- [WORK INSTRUCTION]:
This exercise asks for a copy of each line in the records below with the word "shirt" in it.

• • • • •

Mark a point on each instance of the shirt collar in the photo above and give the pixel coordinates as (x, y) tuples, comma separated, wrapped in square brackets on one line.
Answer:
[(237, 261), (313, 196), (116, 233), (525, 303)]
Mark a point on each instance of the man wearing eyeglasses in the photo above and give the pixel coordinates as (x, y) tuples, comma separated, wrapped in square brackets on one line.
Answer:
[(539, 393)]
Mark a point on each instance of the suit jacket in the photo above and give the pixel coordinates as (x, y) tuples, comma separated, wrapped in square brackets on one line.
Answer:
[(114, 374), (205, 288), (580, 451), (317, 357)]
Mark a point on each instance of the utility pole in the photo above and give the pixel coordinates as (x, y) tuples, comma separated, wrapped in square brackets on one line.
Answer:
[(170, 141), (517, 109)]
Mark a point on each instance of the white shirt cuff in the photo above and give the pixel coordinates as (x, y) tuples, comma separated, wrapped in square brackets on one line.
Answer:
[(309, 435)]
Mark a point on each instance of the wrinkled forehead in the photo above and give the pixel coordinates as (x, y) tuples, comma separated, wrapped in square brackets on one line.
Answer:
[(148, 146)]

• • • • •

- [SOLUTION TO THE PROBLEM]:
Mark a point on each instance of the shirt collar in the photo above and give the pixel coordinates as (x, y) tuples, comma separated, wrapped in square brackets on one line.
Mark a point on each instance of the white shirt cuff in the photo above and give the pixel coordinates as (x, y) tuples, comma separated, wrapped in square brackets on one line.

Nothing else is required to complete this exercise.